▸ TEXT SEGMENT:
====

Burger Barn: an old favorite during this new normal


Burgers are about as American as Hulk Hogan. The classic American cheeseburger was always a favorite of mine and has always been my go-to when judging a dining establishment’s quality.
I have this rule: if a restaurant’s burger is good then the other food will most likely be good as well. This rule has always served me well, as the traditional American burger is so simple, yet can be so complex with its flavors.
Bun, mayo, beef, cheese, lettuce, tomato, onion, pickle, and ketchup: This to me is a perfect sequence of flavors.
Burger Barn is run out of a small shack, where you order outside and eat at an accompanying picnic table. The menu has standard burger varieties as well as a litany of strange and inventive burgers, such as the “Dino Vercotti” which has pepperoni, sausage, mozzarella, provolone, and marinara sauce, all while still having the staple beef/bun combination.
Typically during the winter seasons, Burger Barn is not open, but due to COVID-19, the owners did not take their typical trip to Florida and opted to keep the eatery open.
I chose to go with the classic American cheeseburger with the somewhat groan-worthy name, “Amerigo Vespucci.” Why a traditional American cheeseburger was named after an Italian merchant, I do not know. What I do know is that it was a perfectly serviceable burger for $7.
This burger had a simple mayo, American cheese, lettuce, tomato, onion, pickle, and ketchup presentation.

====

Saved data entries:
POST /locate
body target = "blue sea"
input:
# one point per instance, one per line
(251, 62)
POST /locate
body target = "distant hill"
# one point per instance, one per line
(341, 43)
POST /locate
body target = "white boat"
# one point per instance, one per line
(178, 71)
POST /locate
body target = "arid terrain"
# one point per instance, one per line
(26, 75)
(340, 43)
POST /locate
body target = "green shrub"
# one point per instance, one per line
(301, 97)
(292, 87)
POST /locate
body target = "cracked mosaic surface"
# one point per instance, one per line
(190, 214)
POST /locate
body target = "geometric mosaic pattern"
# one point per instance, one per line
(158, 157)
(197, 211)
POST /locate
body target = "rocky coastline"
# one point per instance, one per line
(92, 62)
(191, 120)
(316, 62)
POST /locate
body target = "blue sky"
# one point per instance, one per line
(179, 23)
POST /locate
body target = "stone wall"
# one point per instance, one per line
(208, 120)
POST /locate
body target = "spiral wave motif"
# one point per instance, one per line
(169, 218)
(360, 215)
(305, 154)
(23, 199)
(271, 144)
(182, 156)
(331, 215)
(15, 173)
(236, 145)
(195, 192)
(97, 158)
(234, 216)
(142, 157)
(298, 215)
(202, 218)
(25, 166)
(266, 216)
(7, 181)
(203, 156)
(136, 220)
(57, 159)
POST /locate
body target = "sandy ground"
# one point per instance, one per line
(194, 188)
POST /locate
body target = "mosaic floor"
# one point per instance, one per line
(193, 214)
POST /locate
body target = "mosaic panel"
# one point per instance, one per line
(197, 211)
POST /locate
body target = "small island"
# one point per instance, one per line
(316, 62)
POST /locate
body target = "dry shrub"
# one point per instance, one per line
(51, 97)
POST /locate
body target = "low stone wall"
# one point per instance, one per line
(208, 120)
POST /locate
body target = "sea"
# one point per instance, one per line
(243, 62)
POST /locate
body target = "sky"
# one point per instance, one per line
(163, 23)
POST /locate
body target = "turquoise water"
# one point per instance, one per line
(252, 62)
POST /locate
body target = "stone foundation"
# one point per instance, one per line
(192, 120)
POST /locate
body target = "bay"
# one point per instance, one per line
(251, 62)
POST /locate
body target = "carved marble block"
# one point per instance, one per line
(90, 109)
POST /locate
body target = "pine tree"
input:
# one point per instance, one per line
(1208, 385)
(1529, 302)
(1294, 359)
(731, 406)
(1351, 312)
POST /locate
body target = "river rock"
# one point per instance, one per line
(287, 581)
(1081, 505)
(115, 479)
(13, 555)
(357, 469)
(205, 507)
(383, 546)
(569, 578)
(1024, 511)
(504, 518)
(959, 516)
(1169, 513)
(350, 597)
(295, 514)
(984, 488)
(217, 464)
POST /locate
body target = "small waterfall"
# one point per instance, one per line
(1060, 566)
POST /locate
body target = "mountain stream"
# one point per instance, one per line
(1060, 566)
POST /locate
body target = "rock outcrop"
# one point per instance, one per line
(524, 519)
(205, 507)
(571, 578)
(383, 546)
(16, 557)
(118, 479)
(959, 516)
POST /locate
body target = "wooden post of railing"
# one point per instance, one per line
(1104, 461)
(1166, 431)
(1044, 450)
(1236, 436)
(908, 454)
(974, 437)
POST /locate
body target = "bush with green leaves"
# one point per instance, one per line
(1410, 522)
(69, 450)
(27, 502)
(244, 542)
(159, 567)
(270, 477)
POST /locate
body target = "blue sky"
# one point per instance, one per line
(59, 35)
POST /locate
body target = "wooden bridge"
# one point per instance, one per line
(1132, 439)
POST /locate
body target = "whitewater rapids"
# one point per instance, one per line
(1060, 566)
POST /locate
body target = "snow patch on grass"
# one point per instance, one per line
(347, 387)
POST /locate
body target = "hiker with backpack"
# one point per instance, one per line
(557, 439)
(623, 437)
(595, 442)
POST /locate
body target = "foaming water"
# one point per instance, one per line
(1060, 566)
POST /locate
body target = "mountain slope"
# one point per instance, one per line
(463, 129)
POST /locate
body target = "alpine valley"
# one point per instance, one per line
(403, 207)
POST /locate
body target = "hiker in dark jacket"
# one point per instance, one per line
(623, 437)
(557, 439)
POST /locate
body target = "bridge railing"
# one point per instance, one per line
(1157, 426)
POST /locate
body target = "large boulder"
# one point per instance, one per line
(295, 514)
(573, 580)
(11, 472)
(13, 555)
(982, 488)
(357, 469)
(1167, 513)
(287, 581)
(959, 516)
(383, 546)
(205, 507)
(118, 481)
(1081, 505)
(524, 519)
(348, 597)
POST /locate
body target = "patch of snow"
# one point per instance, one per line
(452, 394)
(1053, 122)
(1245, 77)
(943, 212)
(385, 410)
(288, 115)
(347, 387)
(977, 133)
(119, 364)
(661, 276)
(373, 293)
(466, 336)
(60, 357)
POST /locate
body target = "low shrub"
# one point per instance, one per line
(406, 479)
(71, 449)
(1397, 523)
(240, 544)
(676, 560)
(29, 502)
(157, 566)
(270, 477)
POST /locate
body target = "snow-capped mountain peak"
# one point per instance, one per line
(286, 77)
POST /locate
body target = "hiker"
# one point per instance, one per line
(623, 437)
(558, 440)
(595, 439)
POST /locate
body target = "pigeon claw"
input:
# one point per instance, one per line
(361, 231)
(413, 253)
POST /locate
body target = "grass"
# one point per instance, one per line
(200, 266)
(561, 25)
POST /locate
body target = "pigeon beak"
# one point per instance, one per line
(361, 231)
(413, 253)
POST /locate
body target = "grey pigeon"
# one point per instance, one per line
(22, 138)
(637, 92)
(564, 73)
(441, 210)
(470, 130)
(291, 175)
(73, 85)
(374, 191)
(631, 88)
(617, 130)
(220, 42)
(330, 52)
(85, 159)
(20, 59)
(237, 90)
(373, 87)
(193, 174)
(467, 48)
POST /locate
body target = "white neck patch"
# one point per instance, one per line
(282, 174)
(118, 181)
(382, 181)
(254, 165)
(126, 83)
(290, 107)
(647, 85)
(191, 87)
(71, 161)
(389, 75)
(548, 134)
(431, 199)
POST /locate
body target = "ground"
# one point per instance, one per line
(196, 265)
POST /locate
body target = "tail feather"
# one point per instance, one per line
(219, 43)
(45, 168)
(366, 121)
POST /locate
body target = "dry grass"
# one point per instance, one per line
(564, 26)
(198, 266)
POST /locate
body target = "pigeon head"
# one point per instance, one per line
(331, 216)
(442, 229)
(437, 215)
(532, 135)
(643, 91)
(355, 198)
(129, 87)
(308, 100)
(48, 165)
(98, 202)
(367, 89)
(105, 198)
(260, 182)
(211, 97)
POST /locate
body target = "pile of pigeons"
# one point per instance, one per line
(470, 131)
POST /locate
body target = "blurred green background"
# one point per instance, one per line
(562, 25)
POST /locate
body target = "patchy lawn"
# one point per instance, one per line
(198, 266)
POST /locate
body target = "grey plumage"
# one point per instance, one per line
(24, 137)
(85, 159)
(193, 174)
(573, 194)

====

Copy out the entire Burger Barn review word for word.

▸ REPLY:
Burger Barn: an old favorite during this new normal


Burgers are about as American as Hulk Hogan. The classic American cheeseburger was always a favorite of mine and has always been my go-to when judging a dining establishment’s quality.
I have this rule: if a restaurant’s burger is good then the other food will most likely be good as well. This rule has always served me well, as the traditional American burger is so simple, yet can be so complex with its flavors.
Bun, mayo, beef, cheese, lettuce, tomato, onion, pickle, and ketchup: This to me is a perfect sequence of flavors.
Burger Barn is run out of a small shack, where you order outside and eat at an accompanying picnic table. The menu has standard burger varieties as well as a litany of strange and inventive burgers, such as the “Dino Vercotti” which has pepperoni, sausage, mozzarella, provolone, and marinara sauce, all while still having the staple beef/bun combination.
Typically during the winter seasons, Burger Barn is not open, but due to COVID-19, the owners did not take their typical trip to Florida and opted to keep the eatery open.
I chose to go with the classic American cheeseburger with the somewhat groan-worthy name, “Amerigo Vespucci.” Why a traditional American cheeseburger was named after an Italian merchant, I do not know. What I do know is that it was a perfectly serviceable burger for $7.
This burger had a simple mayo, American cheese, lettuce, tomato, onion, pickle, and ketchup presentation.